Fragmento seleccionado>

========================

Quien advirtió que el conflicto yugoslavo no se resolvería
fácilmente, tenía toda la razón. Tampoco hacía falta ser un experto
para saber que un tirano tan sanguinario como Slobodan Milosevic no
sería fácil de vencer porque él y quienes le secundan y apoyan no
tienen límites de conciencia a la hora de atacar y menos a la de
defenderse. El genocidio se realiza, ahora, a la desesperada y se
intenta extender el conflicto a Albania, Montenegro y Croacia.
Las fuerzas serbias, ya sean militares, policiales o
paramilitares, no reconocen ninguna frontera, ni física ni política
ni moral. De manera que penetran en territorios más allá de sus
fronteras y atacan a las poblaciones civiles con la evidente
intención de practicar el «cuanto peor, mejor». Expulsan a los
kosovares de su territorio y, a la vez, les cierran las fronteras
condenándoles a errar famélicos, desabrigados, sin techo, sin
comida y sin esperanzas.

========================

Trabajo requerido>
A – Responde según el fragmento sobre el conflicto yugoslavo:
(i) ¿A qué países se intenta extender el conflicto?
(ii) ¿Qué clases de fuerzas serbias se enumeran?
(iii) ¿Qué expresión entre comillas describe la intención de los ataques contra las poblaciones civiles?
B – Reproduce del fragmento sobre el conflicto yugoslavo el pasaje que empieza con "Las fuerzas serbias, ya" y sigue hasta "y sin esperanzas.".
Los registros provienen de una fuente distinta.

========================

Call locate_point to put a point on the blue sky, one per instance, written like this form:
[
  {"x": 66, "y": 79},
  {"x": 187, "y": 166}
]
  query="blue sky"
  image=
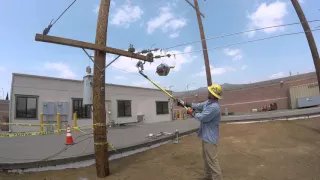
[{"x": 161, "y": 23}]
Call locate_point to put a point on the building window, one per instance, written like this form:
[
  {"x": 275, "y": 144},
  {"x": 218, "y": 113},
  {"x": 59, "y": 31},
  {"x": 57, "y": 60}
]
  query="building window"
[
  {"x": 124, "y": 108},
  {"x": 26, "y": 106},
  {"x": 162, "y": 107},
  {"x": 81, "y": 110}
]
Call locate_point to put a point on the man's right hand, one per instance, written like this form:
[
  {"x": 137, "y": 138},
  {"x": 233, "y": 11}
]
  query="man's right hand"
[{"x": 182, "y": 103}]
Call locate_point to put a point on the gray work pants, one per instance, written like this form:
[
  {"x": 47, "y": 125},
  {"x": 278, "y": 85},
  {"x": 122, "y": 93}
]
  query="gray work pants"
[{"x": 211, "y": 163}]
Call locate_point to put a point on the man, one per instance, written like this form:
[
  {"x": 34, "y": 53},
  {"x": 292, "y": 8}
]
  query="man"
[{"x": 209, "y": 117}]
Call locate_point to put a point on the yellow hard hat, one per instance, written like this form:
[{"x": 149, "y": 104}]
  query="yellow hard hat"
[{"x": 216, "y": 90}]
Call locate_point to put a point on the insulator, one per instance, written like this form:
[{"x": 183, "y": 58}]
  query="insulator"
[
  {"x": 144, "y": 51},
  {"x": 150, "y": 56},
  {"x": 131, "y": 48}
]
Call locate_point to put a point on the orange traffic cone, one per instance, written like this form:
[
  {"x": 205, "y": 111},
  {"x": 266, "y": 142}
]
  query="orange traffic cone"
[{"x": 69, "y": 139}]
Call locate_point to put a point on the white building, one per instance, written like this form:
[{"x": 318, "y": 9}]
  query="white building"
[{"x": 32, "y": 95}]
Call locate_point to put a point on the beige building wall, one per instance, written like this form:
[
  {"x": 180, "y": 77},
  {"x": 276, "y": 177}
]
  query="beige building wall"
[{"x": 47, "y": 89}]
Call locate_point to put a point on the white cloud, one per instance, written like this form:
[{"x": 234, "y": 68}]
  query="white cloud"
[
  {"x": 126, "y": 14},
  {"x": 129, "y": 64},
  {"x": 268, "y": 15},
  {"x": 236, "y": 54},
  {"x": 2, "y": 69},
  {"x": 120, "y": 78},
  {"x": 62, "y": 69},
  {"x": 244, "y": 67},
  {"x": 215, "y": 70},
  {"x": 277, "y": 75},
  {"x": 174, "y": 35},
  {"x": 166, "y": 21}
]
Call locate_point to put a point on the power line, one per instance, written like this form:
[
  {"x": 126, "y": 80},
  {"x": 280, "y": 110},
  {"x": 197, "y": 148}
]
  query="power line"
[
  {"x": 245, "y": 42},
  {"x": 64, "y": 12},
  {"x": 126, "y": 71},
  {"x": 47, "y": 29},
  {"x": 237, "y": 33}
]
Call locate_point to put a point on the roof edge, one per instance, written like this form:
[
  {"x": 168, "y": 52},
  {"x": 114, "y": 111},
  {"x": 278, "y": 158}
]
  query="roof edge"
[{"x": 74, "y": 80}]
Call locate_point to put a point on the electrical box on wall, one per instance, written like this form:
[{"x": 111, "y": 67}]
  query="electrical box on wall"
[
  {"x": 62, "y": 108},
  {"x": 87, "y": 89},
  {"x": 48, "y": 108}
]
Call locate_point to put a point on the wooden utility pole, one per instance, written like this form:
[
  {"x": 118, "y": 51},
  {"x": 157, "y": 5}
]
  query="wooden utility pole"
[
  {"x": 311, "y": 41},
  {"x": 204, "y": 45},
  {"x": 99, "y": 111},
  {"x": 203, "y": 41},
  {"x": 99, "y": 114}
]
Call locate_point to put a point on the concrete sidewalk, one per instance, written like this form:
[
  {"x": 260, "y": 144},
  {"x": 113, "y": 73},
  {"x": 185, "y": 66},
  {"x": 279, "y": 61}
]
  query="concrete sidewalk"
[
  {"x": 36, "y": 148},
  {"x": 20, "y": 152}
]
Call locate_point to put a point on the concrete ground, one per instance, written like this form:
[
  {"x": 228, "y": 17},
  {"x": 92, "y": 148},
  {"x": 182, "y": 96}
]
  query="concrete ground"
[
  {"x": 270, "y": 150},
  {"x": 35, "y": 148}
]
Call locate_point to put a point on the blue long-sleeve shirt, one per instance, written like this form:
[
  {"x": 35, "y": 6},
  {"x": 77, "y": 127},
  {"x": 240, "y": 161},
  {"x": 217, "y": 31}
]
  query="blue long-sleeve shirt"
[{"x": 209, "y": 118}]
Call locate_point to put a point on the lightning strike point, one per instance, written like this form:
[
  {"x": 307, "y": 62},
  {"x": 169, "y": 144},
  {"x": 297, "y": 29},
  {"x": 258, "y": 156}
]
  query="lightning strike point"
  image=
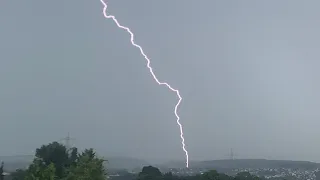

========================

Soluciones en orden>
A –
(i) A Albania, Montenegro y Croacia.
(ii) Militares, policiales o paramilitares.
(iii) «cuanto peor, mejor».

B –
Las fuerzas serbias, ya sean militares, policiales o
paramilitares, no reconocen ninguna frontera, ni física ni política
ni moral. De manera que penetran en territorios más allá de sus
fronteras y atacan a las poblaciones civiles con la evidente
intención de practicar el «cuanto peor, mejor». Expulsan a los
kosovares de su territorio y, a la vez, les cierran las fronteras
condenándoles a errar famélicos, desabrigados, sin techo, sin
comida y sin esperanzas.